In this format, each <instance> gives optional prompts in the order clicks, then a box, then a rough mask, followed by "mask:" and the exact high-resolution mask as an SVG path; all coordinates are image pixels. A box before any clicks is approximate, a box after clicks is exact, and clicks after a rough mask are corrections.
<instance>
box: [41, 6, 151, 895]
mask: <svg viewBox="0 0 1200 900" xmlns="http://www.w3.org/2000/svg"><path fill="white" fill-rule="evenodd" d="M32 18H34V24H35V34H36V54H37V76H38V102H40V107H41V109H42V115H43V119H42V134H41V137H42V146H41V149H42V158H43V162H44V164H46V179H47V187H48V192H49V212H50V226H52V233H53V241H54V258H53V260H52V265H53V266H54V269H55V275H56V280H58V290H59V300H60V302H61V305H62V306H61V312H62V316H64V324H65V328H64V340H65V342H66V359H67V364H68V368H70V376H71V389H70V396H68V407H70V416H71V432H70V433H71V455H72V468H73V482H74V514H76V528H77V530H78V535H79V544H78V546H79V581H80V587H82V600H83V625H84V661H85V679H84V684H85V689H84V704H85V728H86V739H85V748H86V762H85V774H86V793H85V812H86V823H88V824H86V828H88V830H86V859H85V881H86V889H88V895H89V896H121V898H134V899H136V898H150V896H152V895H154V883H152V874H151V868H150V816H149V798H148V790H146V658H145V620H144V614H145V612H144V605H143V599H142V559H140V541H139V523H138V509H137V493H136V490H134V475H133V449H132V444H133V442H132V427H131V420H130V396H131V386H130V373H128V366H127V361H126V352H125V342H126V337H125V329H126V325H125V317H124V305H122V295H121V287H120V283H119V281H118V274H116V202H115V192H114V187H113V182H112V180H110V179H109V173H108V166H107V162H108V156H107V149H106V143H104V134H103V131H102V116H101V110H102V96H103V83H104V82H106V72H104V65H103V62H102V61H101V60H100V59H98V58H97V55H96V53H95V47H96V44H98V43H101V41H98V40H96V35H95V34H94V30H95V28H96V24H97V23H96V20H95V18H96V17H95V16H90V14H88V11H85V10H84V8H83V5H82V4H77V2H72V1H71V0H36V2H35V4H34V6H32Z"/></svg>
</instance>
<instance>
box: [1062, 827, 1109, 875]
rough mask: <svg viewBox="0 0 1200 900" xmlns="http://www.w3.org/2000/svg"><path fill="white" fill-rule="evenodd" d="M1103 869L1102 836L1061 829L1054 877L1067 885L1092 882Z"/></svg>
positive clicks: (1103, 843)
····················
Could you type out every entry again exactly as it stands?

In this format, each <instance> gives optional prompts in the order clicks, then a box, then a rough mask, followed by "mask:" and the exact high-resolution mask as an SVG path; all coordinates are image pixels. A box before any clicks is approximate, a box after clicks is exact, and clicks after a rough mask are corrections.
<instance>
box: [41, 6, 151, 895]
mask: <svg viewBox="0 0 1200 900" xmlns="http://www.w3.org/2000/svg"><path fill="white" fill-rule="evenodd" d="M32 18H34V24H35V34H36V54H37V76H38V102H40V107H41V109H42V115H43V119H42V134H41V137H42V146H41V149H42V158H43V162H44V164H46V179H47V187H48V192H49V212H50V226H52V233H53V241H54V258H53V260H52V265H53V266H54V269H55V275H56V280H58V290H59V300H60V302H61V305H62V306H61V312H62V316H64V324H65V328H64V340H65V342H66V359H67V364H68V368H70V376H71V389H70V396H68V407H70V416H71V432H70V433H71V455H72V468H73V482H74V514H76V528H77V530H78V535H79V544H78V546H79V581H80V587H82V600H83V625H84V661H85V679H84V684H85V689H84V704H85V728H86V739H85V748H86V762H85V774H86V793H85V812H86V823H88V824H86V828H88V830H86V859H85V881H86V889H88V895H89V896H121V898H134V899H136V898H150V896H152V895H154V883H152V874H151V868H150V816H149V798H148V790H146V658H145V620H144V614H145V612H144V605H143V599H142V559H140V541H139V523H138V509H137V493H136V490H134V475H133V449H132V444H133V442H132V427H131V420H130V396H131V386H130V373H128V366H127V361H126V352H125V342H126V337H125V329H126V325H125V317H124V305H122V295H121V287H120V283H119V281H118V274H116V202H115V192H114V187H113V182H112V180H110V179H109V173H108V166H107V162H108V156H107V149H106V143H104V134H103V131H102V116H101V110H102V96H103V83H104V82H106V72H104V65H103V62H102V61H101V60H100V59H98V58H97V55H96V53H95V47H96V44H98V43H101V41H98V40H96V35H95V34H94V30H95V28H96V24H97V23H96V20H95V18H96V17H95V16H90V14H88V11H85V10H84V8H83V5H82V4H77V2H72V1H71V0H36V2H35V4H34V6H32Z"/></svg>
</instance>
<instance>
box: [1062, 827, 1109, 875]
rough mask: <svg viewBox="0 0 1200 900" xmlns="http://www.w3.org/2000/svg"><path fill="white" fill-rule="evenodd" d="M1103 869L1102 836L1061 829L1054 877L1067 885L1092 882Z"/></svg>
positive clicks: (1103, 843)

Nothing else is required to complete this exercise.